## [Given instruction]
Return the complete listing that follows, with each line reproduced exactly.

## [Dataset extract]
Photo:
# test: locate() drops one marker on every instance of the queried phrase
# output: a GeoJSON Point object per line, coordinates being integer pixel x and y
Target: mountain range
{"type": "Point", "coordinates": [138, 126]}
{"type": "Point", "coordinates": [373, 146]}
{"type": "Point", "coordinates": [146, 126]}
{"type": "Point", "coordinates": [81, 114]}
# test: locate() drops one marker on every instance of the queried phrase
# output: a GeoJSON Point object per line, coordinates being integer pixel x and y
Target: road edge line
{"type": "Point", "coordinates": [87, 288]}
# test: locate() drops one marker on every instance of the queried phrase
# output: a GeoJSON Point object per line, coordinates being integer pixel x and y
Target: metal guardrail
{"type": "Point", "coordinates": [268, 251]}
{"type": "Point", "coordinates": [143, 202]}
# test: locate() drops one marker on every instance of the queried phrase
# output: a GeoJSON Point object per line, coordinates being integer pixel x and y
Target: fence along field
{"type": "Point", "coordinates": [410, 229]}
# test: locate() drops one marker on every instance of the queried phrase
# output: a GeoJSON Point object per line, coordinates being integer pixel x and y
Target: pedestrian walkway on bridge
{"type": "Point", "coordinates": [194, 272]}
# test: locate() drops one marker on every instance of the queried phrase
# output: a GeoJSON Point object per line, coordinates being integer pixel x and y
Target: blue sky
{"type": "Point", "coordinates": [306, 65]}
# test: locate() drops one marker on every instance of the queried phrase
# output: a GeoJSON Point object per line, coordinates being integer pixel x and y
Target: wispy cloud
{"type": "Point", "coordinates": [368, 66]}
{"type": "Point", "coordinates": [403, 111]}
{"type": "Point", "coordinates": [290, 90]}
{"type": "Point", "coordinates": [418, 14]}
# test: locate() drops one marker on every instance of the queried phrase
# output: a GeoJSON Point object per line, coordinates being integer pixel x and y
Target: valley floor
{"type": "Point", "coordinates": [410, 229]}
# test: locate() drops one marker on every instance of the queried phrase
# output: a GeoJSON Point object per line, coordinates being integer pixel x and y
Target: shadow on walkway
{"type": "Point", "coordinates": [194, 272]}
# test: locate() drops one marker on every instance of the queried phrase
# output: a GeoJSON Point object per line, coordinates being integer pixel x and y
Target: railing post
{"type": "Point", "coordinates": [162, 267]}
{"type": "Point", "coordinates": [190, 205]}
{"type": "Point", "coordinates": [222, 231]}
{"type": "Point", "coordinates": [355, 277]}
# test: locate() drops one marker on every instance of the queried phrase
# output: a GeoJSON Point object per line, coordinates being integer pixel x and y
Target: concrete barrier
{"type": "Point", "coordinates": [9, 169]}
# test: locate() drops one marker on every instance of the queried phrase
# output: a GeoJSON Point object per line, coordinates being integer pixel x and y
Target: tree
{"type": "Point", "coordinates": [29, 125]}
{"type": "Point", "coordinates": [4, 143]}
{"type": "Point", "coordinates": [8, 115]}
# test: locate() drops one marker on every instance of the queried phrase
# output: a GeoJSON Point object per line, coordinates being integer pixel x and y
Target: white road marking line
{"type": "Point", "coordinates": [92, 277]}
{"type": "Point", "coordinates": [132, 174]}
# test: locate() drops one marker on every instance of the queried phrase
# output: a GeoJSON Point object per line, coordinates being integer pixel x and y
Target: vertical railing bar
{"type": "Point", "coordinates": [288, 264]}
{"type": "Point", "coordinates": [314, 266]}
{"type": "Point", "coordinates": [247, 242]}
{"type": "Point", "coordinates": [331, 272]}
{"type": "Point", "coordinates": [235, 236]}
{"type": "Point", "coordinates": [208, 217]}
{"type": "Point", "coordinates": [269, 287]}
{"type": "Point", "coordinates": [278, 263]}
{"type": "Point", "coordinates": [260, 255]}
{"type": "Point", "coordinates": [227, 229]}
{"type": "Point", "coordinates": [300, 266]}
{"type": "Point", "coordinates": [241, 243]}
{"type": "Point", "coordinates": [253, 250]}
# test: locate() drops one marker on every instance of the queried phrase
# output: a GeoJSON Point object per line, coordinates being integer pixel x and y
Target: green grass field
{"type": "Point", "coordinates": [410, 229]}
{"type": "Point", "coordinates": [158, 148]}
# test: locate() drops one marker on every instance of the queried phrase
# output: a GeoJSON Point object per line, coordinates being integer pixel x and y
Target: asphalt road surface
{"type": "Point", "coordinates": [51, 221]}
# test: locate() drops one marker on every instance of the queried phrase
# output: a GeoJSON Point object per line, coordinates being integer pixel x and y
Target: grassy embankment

## [Answer to the problem]
Photo:
# test: locate() drops one marker on every instance of the queried phrase
# output: a GeoJSON Point object per line, coordinates being integer pixel x and y
Target: mountain range
{"type": "Point", "coordinates": [138, 126]}
{"type": "Point", "coordinates": [373, 146]}
{"type": "Point", "coordinates": [146, 126]}
{"type": "Point", "coordinates": [81, 114]}
# test: locate() drops one marker on every instance of the queried phrase
# output: a GeoJSON Point object per line, coordinates being integer pixel x and y
Target: road edge line
{"type": "Point", "coordinates": [87, 288]}
# test: locate() drops one marker on every instance of the queried phrase
# output: a GeoJSON Point object per line, coordinates being integer pixel x and y
Target: metal guardrail
{"type": "Point", "coordinates": [268, 251]}
{"type": "Point", "coordinates": [143, 202]}
# test: locate() drops one marker on every instance of the queried phrase
# output: a GeoJSON Point object per line, coordinates being integer pixel x and y
Target: fence along field
{"type": "Point", "coordinates": [410, 229]}
# test: locate() drops one marker on every instance of the queried phrase
# output: a GeoJSON Point object per line, coordinates being integer pixel x and y
Target: pedestrian walkway on bridge
{"type": "Point", "coordinates": [194, 272]}
# test: locate() drops one marker on every instance of the queried phrase
# output: a GeoJSON Point object per line, coordinates being integer pixel x and y
Target: blue sky
{"type": "Point", "coordinates": [306, 65]}
# test: locate() drops one marker on every instance of the queried phrase
# output: a GeoJSON Point object per line, coordinates being integer pixel x and y
Target: wispy cloud
{"type": "Point", "coordinates": [368, 66]}
{"type": "Point", "coordinates": [403, 111]}
{"type": "Point", "coordinates": [290, 90]}
{"type": "Point", "coordinates": [418, 14]}
# test: locate() drops one marker on every instance of the queried phrase
# output: a GeoJSON Point object per line, coordinates being integer pixel x and y
Target: valley floor
{"type": "Point", "coordinates": [410, 229]}
# test: locate() drops one marker on every instance of the queried phrase
# output: a GeoJSON Point object per line, coordinates being integer pixel x and y
Target: shadow on walkway
{"type": "Point", "coordinates": [194, 272]}
# test: locate() drops one marker on every instance of the queried phrase
# output: a GeoJSON Point object per line, coordinates being integer pixel x and y
Target: railing post
{"type": "Point", "coordinates": [162, 267]}
{"type": "Point", "coordinates": [190, 205]}
{"type": "Point", "coordinates": [222, 231]}
{"type": "Point", "coordinates": [355, 277]}
# test: locate() drops one marker on every instance of the queried phrase
# output: a GeoJSON Point object per line, coordinates being integer pixel x and y
Target: concrete barrier
{"type": "Point", "coordinates": [9, 169]}
# test: locate() drops one marker on every instance of the queried phrase
# output: a GeoJSON Point object per line, coordinates being integer pixel x and y
Target: tree
{"type": "Point", "coordinates": [29, 125]}
{"type": "Point", "coordinates": [4, 143]}
{"type": "Point", "coordinates": [8, 115]}
# test: locate() drops one marker on every instance of the queried phrase
# output: a GeoJSON Point object per line, coordinates being integer pixel x and y
Target: white road marking line
{"type": "Point", "coordinates": [92, 277]}
{"type": "Point", "coordinates": [132, 174]}
# test: locate() drops one marker on every instance of the queried phrase
# output: a GeoJSON Point object per line, coordinates being integer pixel x and y
Target: vertical railing bar
{"type": "Point", "coordinates": [288, 264]}
{"type": "Point", "coordinates": [314, 266]}
{"type": "Point", "coordinates": [247, 242]}
{"type": "Point", "coordinates": [331, 272]}
{"type": "Point", "coordinates": [235, 236]}
{"type": "Point", "coordinates": [208, 217]}
{"type": "Point", "coordinates": [269, 287]}
{"type": "Point", "coordinates": [278, 263]}
{"type": "Point", "coordinates": [260, 255]}
{"type": "Point", "coordinates": [227, 229]}
{"type": "Point", "coordinates": [300, 266]}
{"type": "Point", "coordinates": [241, 243]}
{"type": "Point", "coordinates": [253, 250]}
# test: locate() drops one marker on every instance of the queried phrase
# output: a GeoJSON Point object per line, coordinates being integer pixel x and y
Target: green grass field
{"type": "Point", "coordinates": [410, 229]}
{"type": "Point", "coordinates": [158, 148]}
# test: locate() drops one marker on every instance of the queried phrase
# output: a GeoJSON Point object per line, coordinates being integer pixel x and y
Target: asphalt road surface
{"type": "Point", "coordinates": [51, 221]}
# test: locate() drops one marker on every instance of the queried phrase
# output: a GeoJSON Point object per line, coordinates being integer pixel x and y
Target: grassy embankment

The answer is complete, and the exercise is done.